Everything from the line containing "Target: metal roof" to the last line of the records must be returned verbatim; nothing else belongs in the output.

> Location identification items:
* * * *
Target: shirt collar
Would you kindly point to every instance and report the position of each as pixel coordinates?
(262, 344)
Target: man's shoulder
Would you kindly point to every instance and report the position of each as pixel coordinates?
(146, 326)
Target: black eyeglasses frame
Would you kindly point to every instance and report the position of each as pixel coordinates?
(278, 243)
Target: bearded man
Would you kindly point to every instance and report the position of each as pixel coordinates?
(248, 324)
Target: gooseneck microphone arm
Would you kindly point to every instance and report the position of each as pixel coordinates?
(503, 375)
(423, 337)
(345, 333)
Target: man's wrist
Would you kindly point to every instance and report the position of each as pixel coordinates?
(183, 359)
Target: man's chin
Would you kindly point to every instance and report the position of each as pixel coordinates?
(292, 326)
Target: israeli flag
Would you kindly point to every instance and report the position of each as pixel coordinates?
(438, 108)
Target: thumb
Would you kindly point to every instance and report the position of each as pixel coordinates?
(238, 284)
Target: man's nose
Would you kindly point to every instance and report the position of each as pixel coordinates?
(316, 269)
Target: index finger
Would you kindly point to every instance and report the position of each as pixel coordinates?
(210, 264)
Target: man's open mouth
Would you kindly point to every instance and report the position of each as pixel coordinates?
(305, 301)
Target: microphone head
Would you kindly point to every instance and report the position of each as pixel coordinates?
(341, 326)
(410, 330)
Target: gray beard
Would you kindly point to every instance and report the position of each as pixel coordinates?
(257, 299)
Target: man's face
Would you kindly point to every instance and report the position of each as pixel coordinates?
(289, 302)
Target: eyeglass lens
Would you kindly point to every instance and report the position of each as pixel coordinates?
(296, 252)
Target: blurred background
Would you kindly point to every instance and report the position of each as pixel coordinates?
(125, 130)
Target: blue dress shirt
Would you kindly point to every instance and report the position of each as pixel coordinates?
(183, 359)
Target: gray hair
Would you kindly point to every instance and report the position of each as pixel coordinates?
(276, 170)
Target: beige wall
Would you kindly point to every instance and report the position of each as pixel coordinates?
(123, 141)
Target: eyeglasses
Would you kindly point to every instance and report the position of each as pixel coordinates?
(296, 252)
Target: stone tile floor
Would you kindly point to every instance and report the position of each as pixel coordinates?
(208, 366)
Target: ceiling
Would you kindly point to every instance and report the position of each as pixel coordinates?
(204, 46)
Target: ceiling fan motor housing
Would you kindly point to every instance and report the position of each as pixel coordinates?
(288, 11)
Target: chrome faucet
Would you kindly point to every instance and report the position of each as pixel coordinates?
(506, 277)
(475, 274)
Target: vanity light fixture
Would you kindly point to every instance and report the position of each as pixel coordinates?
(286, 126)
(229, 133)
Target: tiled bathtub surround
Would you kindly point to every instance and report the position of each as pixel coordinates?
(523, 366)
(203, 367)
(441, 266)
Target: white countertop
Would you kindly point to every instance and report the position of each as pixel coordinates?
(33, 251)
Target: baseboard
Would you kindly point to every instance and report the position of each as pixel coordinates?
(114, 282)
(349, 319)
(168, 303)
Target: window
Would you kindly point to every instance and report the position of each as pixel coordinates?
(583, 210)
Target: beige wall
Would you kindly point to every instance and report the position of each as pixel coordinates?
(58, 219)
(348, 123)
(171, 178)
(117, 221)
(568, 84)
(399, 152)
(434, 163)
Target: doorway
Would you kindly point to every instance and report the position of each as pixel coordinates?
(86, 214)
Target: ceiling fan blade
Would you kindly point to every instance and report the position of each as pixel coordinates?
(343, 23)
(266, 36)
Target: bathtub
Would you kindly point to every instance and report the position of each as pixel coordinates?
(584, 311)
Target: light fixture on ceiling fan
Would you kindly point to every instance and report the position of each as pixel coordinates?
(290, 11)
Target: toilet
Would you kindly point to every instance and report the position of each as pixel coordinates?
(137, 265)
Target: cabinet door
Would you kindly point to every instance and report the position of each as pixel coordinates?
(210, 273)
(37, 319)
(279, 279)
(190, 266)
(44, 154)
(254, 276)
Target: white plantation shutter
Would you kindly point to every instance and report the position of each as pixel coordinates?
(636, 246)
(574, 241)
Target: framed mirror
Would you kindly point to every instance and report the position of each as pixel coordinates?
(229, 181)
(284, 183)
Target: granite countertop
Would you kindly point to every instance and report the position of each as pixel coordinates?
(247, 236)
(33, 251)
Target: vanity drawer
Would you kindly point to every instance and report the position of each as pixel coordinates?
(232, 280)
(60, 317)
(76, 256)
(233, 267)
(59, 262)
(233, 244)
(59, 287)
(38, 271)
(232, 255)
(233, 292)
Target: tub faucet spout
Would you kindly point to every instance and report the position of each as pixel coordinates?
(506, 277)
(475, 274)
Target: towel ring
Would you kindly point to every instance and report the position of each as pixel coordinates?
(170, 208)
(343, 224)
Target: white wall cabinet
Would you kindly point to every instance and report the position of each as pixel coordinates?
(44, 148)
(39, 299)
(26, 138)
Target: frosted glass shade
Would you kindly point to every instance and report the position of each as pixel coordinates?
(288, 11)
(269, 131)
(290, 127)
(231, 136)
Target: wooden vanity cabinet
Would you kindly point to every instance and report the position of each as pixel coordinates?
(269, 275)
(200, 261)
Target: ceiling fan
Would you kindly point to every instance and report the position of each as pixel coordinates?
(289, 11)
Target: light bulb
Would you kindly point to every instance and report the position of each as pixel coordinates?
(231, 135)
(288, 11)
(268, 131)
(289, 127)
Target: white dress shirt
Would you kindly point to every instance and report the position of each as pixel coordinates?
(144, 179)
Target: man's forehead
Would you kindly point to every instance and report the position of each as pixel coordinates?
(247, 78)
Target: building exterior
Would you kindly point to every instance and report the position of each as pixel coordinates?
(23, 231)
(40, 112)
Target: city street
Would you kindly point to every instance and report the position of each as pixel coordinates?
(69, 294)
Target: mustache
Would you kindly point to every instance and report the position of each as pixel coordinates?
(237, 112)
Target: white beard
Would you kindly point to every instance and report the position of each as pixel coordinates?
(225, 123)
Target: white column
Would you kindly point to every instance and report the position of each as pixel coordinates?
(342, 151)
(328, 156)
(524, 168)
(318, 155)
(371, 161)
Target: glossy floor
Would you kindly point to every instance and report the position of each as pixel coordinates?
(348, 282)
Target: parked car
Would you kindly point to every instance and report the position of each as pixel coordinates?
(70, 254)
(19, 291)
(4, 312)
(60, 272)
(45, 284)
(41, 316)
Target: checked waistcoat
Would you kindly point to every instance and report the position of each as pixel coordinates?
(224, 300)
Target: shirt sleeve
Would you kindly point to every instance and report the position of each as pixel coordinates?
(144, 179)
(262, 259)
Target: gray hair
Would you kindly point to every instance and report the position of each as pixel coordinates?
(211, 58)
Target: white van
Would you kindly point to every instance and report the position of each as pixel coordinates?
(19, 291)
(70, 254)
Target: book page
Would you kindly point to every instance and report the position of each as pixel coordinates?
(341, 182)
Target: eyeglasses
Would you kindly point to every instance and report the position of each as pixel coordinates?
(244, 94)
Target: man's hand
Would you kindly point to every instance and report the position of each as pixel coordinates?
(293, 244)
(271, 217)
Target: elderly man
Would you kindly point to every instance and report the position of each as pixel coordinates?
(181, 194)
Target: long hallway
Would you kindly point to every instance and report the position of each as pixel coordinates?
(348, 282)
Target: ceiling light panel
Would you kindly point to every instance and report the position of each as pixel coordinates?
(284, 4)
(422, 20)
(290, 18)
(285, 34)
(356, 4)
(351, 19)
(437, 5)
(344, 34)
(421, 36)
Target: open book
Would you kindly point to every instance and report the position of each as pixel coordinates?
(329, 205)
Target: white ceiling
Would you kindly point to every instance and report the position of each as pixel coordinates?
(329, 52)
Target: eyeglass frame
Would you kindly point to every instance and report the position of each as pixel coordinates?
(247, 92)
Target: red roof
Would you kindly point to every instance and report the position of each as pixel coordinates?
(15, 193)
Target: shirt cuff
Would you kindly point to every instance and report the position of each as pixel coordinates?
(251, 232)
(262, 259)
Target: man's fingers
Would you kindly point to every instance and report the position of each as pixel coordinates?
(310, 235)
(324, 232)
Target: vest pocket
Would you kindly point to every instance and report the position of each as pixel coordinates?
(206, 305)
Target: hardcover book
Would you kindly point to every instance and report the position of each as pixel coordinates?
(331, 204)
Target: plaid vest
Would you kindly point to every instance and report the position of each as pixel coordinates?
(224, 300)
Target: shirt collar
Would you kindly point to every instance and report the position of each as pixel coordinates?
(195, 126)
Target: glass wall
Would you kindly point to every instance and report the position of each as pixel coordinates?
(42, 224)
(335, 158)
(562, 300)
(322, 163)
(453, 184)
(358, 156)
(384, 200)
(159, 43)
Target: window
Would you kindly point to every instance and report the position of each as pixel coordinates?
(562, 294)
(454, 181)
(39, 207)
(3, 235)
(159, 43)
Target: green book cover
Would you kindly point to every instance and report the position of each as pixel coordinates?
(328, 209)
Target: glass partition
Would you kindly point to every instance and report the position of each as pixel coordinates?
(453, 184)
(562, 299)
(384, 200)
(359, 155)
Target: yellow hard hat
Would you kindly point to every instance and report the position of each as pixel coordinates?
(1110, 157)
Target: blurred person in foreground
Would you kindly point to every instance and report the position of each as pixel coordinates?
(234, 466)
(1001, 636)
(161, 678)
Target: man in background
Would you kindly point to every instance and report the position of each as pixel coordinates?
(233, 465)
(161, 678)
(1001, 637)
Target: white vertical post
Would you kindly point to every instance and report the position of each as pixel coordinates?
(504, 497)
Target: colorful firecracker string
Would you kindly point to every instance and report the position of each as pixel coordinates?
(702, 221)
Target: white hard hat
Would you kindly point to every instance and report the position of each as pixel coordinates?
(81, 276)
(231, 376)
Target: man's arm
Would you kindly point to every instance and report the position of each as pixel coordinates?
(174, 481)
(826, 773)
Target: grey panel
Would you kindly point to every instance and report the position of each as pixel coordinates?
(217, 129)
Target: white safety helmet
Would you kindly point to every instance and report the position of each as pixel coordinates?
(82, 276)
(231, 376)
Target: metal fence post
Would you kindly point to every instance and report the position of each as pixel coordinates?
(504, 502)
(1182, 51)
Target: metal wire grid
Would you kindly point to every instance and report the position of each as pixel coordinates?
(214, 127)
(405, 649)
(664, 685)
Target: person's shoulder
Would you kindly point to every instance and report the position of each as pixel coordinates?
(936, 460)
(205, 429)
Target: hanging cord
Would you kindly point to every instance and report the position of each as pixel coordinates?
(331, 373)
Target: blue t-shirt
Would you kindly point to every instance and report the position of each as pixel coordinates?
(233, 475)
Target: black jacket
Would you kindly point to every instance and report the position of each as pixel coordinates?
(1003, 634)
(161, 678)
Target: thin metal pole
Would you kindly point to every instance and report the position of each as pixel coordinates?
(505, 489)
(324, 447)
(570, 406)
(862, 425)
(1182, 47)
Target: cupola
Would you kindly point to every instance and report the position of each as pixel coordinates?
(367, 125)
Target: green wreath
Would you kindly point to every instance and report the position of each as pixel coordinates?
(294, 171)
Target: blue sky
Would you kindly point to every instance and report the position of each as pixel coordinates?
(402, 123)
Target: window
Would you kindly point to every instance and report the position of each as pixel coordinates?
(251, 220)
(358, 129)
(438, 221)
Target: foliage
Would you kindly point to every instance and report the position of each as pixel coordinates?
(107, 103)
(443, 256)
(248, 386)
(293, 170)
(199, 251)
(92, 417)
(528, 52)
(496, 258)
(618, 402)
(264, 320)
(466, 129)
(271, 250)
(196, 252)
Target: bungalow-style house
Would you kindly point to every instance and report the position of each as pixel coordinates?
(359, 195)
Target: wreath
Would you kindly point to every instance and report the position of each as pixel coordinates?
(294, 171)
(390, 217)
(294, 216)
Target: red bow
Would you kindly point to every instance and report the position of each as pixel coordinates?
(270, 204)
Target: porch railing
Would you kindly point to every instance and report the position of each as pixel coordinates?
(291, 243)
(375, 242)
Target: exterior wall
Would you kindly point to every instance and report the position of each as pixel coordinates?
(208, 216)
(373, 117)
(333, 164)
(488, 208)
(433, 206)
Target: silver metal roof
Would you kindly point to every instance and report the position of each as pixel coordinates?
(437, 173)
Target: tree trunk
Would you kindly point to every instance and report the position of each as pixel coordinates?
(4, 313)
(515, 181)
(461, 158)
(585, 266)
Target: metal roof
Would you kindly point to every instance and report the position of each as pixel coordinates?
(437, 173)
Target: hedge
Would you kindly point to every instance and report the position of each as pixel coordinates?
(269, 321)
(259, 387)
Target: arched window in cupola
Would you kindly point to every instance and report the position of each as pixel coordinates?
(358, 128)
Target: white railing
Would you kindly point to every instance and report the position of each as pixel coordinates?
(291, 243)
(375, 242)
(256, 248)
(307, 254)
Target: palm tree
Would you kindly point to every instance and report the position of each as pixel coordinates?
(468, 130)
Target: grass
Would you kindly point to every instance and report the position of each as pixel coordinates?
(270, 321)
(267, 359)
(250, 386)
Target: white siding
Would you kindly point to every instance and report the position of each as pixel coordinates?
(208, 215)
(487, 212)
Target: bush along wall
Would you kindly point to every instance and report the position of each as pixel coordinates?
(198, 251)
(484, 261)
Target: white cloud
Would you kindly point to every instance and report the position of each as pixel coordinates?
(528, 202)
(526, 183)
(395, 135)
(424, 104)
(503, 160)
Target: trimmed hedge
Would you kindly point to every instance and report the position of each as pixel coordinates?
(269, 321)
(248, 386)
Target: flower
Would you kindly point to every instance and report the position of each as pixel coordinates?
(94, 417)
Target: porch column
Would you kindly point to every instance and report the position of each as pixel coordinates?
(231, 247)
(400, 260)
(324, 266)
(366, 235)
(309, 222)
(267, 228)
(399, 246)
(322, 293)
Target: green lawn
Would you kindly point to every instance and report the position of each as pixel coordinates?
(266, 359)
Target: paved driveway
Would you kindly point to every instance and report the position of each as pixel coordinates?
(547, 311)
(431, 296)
* * * *
> Response:
Target: metal roof
Would you kindly point to every instance and report the position of each as pixel coordinates?
(437, 173)
Target: hedge
Would you kindly point to every instance and report the position of each as pixel coordinates?
(269, 321)
(259, 387)
Target: arched window in cupola
Would you kindly point to every instance and report the position of each as pixel coordinates?
(358, 128)
Target: white railing
Would you kindly point to every instance and report the position of each as pixel coordinates?
(291, 243)
(375, 242)
(256, 248)
(307, 254)
Target: palm tree
Would you kindly point to every instance and report the position of each as pixel coordinates?
(468, 130)
Target: grass
Would you kindly point to every instance and report the position of each as pixel coordinates?
(270, 321)
(267, 359)
(250, 386)
Target: white siding
Would you kindly point to every instance and report the position of each as pixel coordinates?
(208, 215)
(487, 212)
Target: bush along wall
Would you kindly point to every instance and report the position of each as pixel coordinates?
(198, 251)
(484, 261)
Target: white cloud
Would you kindly point to every instance and report the position of each as pixel coordinates?
(528, 202)
(526, 183)
(395, 135)
(424, 104)
(503, 160)
Target: trimmed hedge
Would you kindly point to every instance and report the position of each as pixel coordinates?
(269, 321)
(248, 386)
Target: flower
Would you kindly point to every instance and report the position of each as pixel coordinates?
(94, 417)
Target: porch column
Would you kindly point to every instance and report the position of each as pixel coordinates?
(231, 247)
(400, 260)
(324, 266)
(366, 235)
(309, 222)
(267, 228)
(399, 246)
(322, 293)
Target: green lawn
Would you kindly point to every instance and report the position of each as pixel coordinates?
(266, 359)
Target: paved driveway
Would you kindly point to every instance and report the position of each as pixel coordinates?
(547, 311)
(431, 296)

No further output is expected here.